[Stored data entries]
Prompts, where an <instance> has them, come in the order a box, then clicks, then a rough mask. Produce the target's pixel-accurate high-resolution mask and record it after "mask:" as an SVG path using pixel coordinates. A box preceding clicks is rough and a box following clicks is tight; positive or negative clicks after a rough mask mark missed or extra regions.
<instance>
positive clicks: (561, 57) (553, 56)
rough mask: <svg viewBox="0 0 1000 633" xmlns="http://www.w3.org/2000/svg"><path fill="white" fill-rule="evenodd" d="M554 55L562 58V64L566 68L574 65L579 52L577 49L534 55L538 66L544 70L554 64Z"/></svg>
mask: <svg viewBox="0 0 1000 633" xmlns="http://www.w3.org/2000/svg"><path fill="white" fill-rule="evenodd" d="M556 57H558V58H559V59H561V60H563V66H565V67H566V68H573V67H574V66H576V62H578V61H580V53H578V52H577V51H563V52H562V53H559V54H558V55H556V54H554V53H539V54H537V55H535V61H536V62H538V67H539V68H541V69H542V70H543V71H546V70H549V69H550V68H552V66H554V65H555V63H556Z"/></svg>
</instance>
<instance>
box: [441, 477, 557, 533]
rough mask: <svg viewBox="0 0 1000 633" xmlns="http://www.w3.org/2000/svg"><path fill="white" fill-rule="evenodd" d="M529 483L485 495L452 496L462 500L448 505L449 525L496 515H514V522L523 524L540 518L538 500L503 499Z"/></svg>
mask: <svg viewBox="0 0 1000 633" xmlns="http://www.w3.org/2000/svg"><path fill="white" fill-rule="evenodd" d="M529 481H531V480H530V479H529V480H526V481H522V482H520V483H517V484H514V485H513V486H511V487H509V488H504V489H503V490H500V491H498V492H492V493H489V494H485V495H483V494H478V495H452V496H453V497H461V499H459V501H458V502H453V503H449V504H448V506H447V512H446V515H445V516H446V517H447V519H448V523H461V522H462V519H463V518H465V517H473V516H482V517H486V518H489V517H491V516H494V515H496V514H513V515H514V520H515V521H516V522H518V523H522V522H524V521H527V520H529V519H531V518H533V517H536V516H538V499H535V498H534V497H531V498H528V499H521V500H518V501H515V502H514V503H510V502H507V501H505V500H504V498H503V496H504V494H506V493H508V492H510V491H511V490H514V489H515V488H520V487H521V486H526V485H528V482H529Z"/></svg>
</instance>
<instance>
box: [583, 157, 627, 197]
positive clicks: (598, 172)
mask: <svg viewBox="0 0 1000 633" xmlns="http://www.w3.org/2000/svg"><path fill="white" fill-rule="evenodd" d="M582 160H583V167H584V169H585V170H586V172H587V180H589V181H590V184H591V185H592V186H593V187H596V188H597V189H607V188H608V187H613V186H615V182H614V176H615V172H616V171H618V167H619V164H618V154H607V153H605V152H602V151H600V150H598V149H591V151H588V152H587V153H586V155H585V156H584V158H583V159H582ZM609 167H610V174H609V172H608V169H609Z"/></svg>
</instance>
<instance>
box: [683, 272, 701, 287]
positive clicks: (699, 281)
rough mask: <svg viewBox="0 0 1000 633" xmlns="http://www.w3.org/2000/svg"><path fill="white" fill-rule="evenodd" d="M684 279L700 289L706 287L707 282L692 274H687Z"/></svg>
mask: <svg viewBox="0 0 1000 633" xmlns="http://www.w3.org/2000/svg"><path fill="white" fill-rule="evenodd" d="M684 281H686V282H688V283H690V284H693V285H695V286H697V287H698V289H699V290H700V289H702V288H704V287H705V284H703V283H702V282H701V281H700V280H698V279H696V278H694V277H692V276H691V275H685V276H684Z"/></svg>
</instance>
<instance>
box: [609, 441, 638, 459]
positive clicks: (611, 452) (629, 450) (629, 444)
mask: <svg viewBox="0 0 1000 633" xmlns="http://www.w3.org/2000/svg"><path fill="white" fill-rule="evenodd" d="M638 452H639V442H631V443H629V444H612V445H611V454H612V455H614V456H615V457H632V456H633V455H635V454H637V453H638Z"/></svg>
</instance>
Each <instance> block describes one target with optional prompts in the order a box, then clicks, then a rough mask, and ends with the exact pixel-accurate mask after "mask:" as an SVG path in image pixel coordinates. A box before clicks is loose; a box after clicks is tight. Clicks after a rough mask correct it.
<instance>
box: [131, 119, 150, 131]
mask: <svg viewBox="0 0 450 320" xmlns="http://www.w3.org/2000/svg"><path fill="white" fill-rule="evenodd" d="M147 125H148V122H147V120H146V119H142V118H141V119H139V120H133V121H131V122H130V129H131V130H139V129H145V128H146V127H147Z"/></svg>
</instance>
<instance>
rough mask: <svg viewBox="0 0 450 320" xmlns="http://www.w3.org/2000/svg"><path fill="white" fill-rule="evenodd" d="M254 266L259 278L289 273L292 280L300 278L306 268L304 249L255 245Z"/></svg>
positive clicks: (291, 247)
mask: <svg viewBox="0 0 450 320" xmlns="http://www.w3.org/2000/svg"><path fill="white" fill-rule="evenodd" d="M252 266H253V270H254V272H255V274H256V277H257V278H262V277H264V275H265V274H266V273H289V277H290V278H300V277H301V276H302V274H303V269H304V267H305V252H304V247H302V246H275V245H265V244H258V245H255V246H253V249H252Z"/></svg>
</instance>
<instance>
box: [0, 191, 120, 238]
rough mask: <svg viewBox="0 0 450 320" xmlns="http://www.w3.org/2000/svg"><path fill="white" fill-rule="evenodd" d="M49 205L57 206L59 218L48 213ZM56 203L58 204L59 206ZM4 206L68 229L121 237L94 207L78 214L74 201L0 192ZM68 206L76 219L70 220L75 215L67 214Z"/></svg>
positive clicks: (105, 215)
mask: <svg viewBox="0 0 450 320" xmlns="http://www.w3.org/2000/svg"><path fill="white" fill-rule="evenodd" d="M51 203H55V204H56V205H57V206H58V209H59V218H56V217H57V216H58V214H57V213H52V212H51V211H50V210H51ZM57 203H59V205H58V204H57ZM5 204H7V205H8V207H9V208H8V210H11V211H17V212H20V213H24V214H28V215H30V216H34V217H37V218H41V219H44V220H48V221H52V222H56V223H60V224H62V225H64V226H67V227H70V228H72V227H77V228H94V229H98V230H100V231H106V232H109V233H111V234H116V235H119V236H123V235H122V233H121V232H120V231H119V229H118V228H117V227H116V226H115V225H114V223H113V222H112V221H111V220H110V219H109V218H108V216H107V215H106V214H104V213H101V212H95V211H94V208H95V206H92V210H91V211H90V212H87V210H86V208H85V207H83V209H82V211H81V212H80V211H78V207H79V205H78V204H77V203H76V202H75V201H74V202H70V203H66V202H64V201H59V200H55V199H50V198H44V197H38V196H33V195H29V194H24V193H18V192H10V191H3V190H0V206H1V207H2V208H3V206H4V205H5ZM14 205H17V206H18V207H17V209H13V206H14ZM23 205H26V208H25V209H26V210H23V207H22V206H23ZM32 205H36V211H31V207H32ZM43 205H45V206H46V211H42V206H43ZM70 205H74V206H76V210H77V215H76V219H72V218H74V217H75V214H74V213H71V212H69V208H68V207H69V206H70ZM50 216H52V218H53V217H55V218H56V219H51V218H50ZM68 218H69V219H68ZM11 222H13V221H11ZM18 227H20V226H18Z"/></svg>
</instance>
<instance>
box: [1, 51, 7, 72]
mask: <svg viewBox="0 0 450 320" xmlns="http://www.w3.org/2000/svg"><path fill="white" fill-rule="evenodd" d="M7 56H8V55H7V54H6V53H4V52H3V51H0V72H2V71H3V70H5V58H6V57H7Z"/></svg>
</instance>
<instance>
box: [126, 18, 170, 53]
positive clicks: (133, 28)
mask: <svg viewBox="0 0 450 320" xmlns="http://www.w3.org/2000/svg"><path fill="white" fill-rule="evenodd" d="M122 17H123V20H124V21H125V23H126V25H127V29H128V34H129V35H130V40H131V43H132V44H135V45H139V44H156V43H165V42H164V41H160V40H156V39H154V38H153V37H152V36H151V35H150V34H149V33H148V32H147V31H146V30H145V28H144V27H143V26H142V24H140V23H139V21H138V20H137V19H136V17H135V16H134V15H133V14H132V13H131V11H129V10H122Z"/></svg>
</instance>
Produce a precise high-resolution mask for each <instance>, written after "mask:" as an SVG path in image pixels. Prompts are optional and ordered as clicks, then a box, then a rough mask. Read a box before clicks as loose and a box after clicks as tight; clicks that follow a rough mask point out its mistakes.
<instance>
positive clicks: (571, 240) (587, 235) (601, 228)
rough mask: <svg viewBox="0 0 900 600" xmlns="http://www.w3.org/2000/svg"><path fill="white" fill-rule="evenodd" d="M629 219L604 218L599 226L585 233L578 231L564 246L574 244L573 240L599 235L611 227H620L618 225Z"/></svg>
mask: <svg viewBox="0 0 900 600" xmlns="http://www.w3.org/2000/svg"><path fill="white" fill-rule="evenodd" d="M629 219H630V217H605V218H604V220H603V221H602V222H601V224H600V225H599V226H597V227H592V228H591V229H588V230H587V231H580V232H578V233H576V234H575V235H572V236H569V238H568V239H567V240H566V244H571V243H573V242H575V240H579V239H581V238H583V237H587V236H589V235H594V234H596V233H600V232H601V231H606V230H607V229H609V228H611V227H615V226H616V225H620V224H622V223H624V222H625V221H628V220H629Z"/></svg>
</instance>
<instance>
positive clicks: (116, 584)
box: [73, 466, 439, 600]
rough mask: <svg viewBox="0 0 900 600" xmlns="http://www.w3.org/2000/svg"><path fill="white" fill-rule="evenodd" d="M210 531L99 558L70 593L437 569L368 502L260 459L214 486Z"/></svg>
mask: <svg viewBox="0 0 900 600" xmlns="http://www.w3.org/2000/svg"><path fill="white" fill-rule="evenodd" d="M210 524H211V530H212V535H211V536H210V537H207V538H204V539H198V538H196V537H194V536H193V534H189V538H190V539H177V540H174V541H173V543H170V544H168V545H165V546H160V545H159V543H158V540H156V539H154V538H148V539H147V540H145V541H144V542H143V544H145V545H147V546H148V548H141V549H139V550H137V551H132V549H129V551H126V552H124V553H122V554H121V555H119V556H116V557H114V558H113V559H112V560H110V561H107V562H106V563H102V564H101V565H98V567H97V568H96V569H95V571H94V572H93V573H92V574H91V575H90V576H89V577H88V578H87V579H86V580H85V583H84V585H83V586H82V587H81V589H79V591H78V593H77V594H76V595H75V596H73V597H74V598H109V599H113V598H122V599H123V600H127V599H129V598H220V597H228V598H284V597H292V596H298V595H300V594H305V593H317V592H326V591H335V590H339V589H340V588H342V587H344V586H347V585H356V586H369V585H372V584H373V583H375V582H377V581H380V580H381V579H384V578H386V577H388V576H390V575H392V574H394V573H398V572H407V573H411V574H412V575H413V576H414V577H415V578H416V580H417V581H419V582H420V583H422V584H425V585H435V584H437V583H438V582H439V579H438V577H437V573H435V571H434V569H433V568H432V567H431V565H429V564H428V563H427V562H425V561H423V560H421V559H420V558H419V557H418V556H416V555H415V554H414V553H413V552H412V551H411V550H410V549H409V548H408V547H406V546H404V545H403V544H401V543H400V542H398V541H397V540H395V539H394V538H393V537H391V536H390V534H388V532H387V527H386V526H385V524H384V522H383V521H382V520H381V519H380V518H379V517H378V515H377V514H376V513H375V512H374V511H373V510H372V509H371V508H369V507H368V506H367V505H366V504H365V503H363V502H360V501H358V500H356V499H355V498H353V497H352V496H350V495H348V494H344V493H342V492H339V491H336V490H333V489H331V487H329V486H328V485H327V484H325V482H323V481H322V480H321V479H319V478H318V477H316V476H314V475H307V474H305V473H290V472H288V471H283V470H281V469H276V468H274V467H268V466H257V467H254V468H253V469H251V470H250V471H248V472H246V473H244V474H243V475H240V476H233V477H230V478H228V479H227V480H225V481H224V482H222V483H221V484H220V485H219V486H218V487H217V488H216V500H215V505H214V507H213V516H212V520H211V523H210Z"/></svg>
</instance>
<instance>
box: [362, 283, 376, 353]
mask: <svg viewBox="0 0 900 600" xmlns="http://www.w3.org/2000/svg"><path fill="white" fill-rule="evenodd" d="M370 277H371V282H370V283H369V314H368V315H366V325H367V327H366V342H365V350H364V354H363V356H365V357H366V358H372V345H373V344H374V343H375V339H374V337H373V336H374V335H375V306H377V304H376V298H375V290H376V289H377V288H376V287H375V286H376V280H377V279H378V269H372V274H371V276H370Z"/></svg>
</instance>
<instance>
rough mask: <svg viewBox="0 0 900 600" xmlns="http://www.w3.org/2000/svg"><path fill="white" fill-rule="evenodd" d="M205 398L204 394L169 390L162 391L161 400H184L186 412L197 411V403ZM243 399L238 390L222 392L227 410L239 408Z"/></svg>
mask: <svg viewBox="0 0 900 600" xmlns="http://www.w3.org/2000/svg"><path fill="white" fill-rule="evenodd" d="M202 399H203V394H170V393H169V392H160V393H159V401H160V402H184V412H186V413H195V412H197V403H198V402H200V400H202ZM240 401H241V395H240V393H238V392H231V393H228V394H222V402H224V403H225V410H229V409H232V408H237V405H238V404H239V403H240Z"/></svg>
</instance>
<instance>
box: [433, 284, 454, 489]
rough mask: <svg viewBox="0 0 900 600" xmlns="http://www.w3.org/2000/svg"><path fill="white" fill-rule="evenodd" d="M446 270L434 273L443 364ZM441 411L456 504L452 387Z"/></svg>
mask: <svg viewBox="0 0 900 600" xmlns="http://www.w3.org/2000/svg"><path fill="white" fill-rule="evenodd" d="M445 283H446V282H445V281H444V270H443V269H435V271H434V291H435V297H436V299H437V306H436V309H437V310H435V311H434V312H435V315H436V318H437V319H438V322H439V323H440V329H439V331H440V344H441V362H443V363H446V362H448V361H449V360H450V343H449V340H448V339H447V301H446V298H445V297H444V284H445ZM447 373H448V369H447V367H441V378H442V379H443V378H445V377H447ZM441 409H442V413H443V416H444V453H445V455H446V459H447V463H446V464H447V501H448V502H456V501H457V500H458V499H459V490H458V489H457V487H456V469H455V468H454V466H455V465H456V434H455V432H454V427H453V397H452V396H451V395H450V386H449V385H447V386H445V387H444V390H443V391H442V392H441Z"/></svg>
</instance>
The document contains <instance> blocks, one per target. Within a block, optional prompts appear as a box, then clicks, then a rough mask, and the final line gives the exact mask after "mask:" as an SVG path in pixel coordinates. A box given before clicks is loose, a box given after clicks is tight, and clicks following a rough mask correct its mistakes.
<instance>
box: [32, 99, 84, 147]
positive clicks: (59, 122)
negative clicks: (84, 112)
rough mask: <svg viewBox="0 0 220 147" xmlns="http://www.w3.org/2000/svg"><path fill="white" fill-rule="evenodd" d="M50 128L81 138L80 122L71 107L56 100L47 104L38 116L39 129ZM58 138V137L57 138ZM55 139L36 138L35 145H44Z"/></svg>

WHAT YOU SHOULD DO ->
In the entries above, find each line with the word "following" and copy it.

SOLUTION TO THIS PROBLEM ->
Prompts, where an <instance> has them, come in the order a box, then clicks, then a rough mask. Produce the target's pixel-accurate high-resolution mask and record it after "mask:" as an SVG path using pixel coordinates. A box preceding clicks is rough and a box following clicks is tight; positive or negative clicks after a rough mask mark missed or extra regions.
The document contains <instance> blocks, one per target. Within a block, optional prompts appear as a box, then clicks, then a rough mask, and the final line gives the exact mask after "mask:" as an SVG path in pixel coordinates. A box given before clicks is loose, a box given after clicks is tight, and clicks following a rough mask correct its mistakes.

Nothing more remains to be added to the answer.